◆ Exercise ◆
Write the listing out again, all of it, word for word.

◆ Data for this exercise ◆
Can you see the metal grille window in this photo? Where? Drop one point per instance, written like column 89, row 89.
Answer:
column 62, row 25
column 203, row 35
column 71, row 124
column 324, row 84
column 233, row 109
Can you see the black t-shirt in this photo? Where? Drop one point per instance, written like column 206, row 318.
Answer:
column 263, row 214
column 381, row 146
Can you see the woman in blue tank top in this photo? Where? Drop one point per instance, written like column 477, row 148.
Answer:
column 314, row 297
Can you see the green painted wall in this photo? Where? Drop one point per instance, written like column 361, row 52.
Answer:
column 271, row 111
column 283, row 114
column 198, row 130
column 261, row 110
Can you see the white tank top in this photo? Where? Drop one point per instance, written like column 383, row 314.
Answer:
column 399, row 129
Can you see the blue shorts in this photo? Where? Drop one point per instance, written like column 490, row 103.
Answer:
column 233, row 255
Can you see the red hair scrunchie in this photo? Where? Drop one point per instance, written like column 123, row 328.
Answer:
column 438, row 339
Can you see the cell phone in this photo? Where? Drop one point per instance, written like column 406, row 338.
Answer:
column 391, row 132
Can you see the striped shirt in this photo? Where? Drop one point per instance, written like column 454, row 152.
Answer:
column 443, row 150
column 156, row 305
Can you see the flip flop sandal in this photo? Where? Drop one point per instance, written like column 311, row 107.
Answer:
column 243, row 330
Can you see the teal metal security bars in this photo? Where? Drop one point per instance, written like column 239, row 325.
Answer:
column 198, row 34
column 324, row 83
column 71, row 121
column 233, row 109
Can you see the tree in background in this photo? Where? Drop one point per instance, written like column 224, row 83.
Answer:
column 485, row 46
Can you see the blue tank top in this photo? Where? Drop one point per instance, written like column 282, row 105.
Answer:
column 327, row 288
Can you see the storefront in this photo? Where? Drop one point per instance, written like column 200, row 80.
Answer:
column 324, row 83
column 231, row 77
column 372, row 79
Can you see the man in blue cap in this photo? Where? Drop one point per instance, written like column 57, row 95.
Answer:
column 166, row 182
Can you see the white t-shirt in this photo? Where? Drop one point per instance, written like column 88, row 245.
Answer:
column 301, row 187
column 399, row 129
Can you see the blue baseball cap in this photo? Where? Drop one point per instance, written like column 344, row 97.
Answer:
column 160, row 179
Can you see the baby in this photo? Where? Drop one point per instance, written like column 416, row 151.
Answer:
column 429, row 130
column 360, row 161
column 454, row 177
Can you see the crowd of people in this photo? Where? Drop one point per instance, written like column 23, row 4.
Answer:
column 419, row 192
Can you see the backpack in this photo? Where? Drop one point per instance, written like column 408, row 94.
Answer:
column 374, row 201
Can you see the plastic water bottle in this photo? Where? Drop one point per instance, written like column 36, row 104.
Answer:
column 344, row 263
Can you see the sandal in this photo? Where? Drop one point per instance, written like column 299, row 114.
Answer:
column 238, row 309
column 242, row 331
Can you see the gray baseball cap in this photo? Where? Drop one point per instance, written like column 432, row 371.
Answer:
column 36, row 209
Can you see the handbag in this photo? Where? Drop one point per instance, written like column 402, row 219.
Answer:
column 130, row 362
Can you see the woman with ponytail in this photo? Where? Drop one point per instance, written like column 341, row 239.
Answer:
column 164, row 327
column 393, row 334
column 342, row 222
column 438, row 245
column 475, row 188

◆ Written solution ◆
Can you see the metal grille window in this photo? Where? Drop one point per instance, written like column 89, row 89.
Answer:
column 62, row 25
column 203, row 35
column 71, row 124
column 324, row 84
column 233, row 109
Can you see the black t-shirt in this photo? Where? Drop one point per instance, written like column 206, row 318.
Answer:
column 263, row 214
column 381, row 146
Can you see the woman in blue tank top in this photo? Where? Drop one point per instance, written like column 477, row 148.
Answer:
column 314, row 297
Can you see the green painted wall in this photo? Where? Drop one point per instance, written like column 361, row 52.
Answer:
column 271, row 111
column 283, row 114
column 198, row 130
column 261, row 110
Can you see the white tank top in this photo? Where? Drop one point per instance, written like column 383, row 314.
Answer:
column 399, row 129
Can you see the blue shorts in this photo? Where? Drop one point per instance, written like column 490, row 103.
Answer:
column 233, row 255
Can you see the red hair scrunchie in this photo? Where? Drop one point per instance, written like column 123, row 328.
Answer:
column 438, row 339
Can you see the cell phone in this photo? Where? Drop one point per instance, written like column 406, row 338.
Answer:
column 391, row 132
Can you see the striped shirt in this photo? Where? Drop one point per instance, written like column 454, row 152.
Answer:
column 443, row 150
column 156, row 305
Can you see the flip flop sandal in this photo? Where? Drop one point per instance, written like column 311, row 107.
Answer:
column 243, row 330
Can you see the teal metal security bars in this photo? Where? Drop one point per instance, written like column 239, row 325.
Answer:
column 198, row 34
column 324, row 83
column 71, row 121
column 233, row 109
Can you see the tree in background in this photo? Where? Drop one point per instance, written like column 224, row 83.
Answer:
column 485, row 46
Can you see the blue tank top in this photo? Where? Drop one point per instance, written like column 282, row 105.
Answer:
column 327, row 288
Can you see the storefront in this photo? Where? Drop one point per instance, written like column 200, row 80.
Answer:
column 324, row 83
column 231, row 77
column 372, row 79
Can you see the man in blue cap in this photo? Where? Drop one point per instance, written like column 57, row 95.
Answer:
column 166, row 182
Can you see the white t-shirt in this photo? Where? Drop one point per instance, written like column 88, row 245.
Answer:
column 301, row 187
column 399, row 129
Can you see the blue baseball cap in this photo? Where? Drop one point per instance, written like column 344, row 97.
Answer:
column 160, row 179
Can you see the baby in this photo? Where? Drop one point per instance, written like column 416, row 151.
Answer:
column 429, row 130
column 360, row 161
column 454, row 177
Can you see the crowd of people in this photo? Where? Drop one point per instance, written like column 23, row 4.
Answer:
column 419, row 192
Can you see the backpack in this photo? Where? Drop one point per instance, written like column 408, row 94.
Answer:
column 374, row 201
Can you see the plastic water bottle in this photo? Where? Drop one point per instance, written like column 36, row 104.
Answer:
column 344, row 263
Can you see the sandal in this photo? Where? Drop one point per instance, written like column 299, row 114.
Answer:
column 238, row 309
column 242, row 331
Can you see the gray baseball cap in this photo? Where? Drop one point per instance, written like column 432, row 371.
Answer:
column 36, row 209
Can you see the handbag in this photo? Where? Drop one point per instance, written like column 402, row 219.
Answer:
column 130, row 362
Can you see the woman with ponytail in this photo? Where? Drop one point per instance, written like column 341, row 239.
Answer:
column 164, row 327
column 393, row 334
column 342, row 222
column 438, row 245
column 475, row 188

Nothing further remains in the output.